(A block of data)

• • • • •

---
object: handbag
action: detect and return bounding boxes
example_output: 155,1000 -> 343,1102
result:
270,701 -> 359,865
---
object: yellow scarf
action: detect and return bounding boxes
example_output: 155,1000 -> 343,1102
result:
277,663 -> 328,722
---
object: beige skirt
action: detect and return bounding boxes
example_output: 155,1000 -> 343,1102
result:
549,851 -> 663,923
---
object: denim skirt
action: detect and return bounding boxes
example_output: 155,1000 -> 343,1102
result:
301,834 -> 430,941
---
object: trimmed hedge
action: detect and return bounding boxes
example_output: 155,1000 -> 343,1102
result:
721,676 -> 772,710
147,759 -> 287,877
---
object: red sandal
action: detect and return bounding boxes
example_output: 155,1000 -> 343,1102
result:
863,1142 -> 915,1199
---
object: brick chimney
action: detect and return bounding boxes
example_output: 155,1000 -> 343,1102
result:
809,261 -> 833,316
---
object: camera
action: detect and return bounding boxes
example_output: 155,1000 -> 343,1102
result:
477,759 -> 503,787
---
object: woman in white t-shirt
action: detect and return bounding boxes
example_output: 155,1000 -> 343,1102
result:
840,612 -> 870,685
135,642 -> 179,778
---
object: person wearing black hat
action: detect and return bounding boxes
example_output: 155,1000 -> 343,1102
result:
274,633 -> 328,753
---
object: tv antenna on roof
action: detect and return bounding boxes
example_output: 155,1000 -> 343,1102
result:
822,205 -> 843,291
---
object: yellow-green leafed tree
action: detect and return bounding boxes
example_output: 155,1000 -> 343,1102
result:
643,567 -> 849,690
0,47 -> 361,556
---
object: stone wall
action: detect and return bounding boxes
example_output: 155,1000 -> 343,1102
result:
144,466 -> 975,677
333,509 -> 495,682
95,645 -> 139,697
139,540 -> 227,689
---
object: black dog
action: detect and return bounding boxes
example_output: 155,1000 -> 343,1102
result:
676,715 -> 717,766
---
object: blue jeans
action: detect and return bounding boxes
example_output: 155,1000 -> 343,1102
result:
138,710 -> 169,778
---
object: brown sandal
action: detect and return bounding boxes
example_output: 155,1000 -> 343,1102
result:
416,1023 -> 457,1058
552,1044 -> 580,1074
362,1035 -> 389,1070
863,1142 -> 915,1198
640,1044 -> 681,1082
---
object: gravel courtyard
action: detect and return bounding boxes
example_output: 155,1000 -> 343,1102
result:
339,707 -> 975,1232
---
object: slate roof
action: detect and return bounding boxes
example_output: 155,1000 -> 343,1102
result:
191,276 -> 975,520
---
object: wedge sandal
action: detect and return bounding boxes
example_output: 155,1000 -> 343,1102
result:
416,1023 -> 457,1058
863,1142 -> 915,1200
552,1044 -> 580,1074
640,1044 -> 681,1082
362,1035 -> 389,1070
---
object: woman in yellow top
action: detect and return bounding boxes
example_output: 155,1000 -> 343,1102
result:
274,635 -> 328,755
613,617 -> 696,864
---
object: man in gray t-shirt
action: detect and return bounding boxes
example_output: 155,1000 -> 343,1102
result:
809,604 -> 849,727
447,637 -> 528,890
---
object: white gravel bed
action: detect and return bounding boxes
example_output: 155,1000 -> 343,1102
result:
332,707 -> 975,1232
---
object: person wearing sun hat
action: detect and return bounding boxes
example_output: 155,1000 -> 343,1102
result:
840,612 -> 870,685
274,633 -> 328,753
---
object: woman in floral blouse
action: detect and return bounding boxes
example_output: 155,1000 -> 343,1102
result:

• • • • •

■ AIM:
Put the lines above into a numbered list, leaving out any blank lines.

■ SOLUTION TO THIS PROBLEM:
1. ---
2. object: handbag
3. action: detect and return bounding boxes
4. example_output: 155,1000 -> 343,1102
5. result:
6. 270,701 -> 359,865
7. ---
8. object: yellow scarf
9. action: detect and return bounding boxes
10. example_output: 155,1000 -> 343,1102
11. result:
12. 277,663 -> 328,722
13. ---
14. object: beige skirt
15. action: detect and return bounding boxes
16. example_output: 155,1000 -> 343,1102
17. result:
18. 549,851 -> 663,923
19. ---
20. object: denim skirt
21. action: detect and return bounding boxes
22. example_output: 155,1000 -> 343,1102
23. result:
24. 301,834 -> 430,941
25. ---
26. object: trimmed hedge
27. action: detect and return bounding boxes
28. example_output: 155,1000 -> 343,1102
29. result:
30. 721,676 -> 772,710
31. 147,759 -> 287,877
32. ---
33. object: red sandal
34. action: detect and return bounding boxes
35. example_output: 155,1000 -> 343,1102
36. result:
37. 863,1142 -> 915,1199
38. ---
39. object: brick chimney
40. action: detect and return bounding boxes
41. example_output: 155,1000 -> 343,1102
42. result:
43. 809,261 -> 833,316
44. ---
45. object: camera
46. action: detect and return bounding boxes
47. example_output: 155,1000 -> 343,1102
48. result:
49. 477,759 -> 503,787
50. ---
51. object: woman in white t-shirt
52. action: detect and return bounding boxes
53. example_output: 155,1000 -> 343,1102
54. result:
55. 840,612 -> 870,685
56. 135,642 -> 179,778
57. ---
58. object: person wearing black hat
59. action: detect and return bounding boxes
60. example_output: 155,1000 -> 343,1102
61. result:
62. 274,633 -> 328,753
63. ---
64. object: tv antenna on roof
65. action: detect and return bounding boxes
66. example_output: 155,1000 -> 343,1102
67. result:
68. 822,205 -> 843,291
69. ---
70. object: yellow-green leafed tree
71. action: detect and return bounding boxes
72. example_output: 155,1000 -> 343,1102
73. result:
74. 643,567 -> 849,690
75. 0,47 -> 361,556
76. ---
77. object: stone wall
78. action: detect and return bounding boxes
79. example_output: 155,1000 -> 343,1102
80. result:
81. 144,466 -> 975,677
82. 333,509 -> 495,682
83. 95,645 -> 139,697
84. 139,540 -> 227,689
85. ---
86. object: black dog
87. action: detect and return bounding boxes
88. example_output: 155,1000 -> 343,1102
89. result:
90. 676,715 -> 717,766
91. ---
92. object: blue jeans
93. action: detect and return bounding boxes
94. example_output: 155,1000 -> 343,1102
95. result:
96. 138,710 -> 169,778
97. ---
98. object: brown sandal
99. action: detect and return bounding boxes
100. example_output: 155,1000 -> 343,1102
101. result:
102. 416,1023 -> 457,1058
103. 552,1044 -> 580,1074
104. 362,1035 -> 389,1070
105. 863,1142 -> 915,1198
106. 640,1044 -> 681,1082
107. ---
108. object: gravel courtyard
109. action: detect and return bounding boxes
110. example_output: 155,1000 -> 343,1102
111. result:
112. 339,707 -> 975,1232
113. ---
114. object: slate roof
115. action: detect and return bounding boxes
116. example_output: 155,1000 -> 343,1102
117. result:
118. 191,276 -> 975,520
119. ---
120. object: wedge sandal
121. action: detect and return bounding boxes
122. example_output: 155,1000 -> 343,1102
123. result:
124. 416,1023 -> 457,1058
125. 863,1142 -> 915,1200
126. 552,1044 -> 580,1074
127. 640,1044 -> 681,1082
128. 362,1035 -> 389,1070
129. ---
130. object: woman in yellow top
131. action: detect and return bounding boxes
132. example_output: 155,1000 -> 343,1102
133. result:
134. 274,635 -> 328,755
135. 613,617 -> 696,864
136. ---
137. object: man in gray t-shirt
138. action: detect and return bounding boxes
139. example_output: 155,1000 -> 343,1102
140. result:
141. 809,604 -> 849,727
142. 447,637 -> 528,890
143. ---
144. object: white gravel bed
145. action: detect and return bounding boxes
146. example_output: 155,1000 -> 343,1102
147. result:
148. 332,707 -> 975,1232
149. ---
150. object: person wearing sun hat
151. action: detect and return bounding boxes
152. example_output: 155,1000 -> 343,1102
153. result:
154. 840,612 -> 870,685
155. 274,633 -> 328,753
156. ---
157. object: woman in floral blouse
158. action: detect and return bounding boxes
159. example_output: 155,1000 -> 343,1102
160. result:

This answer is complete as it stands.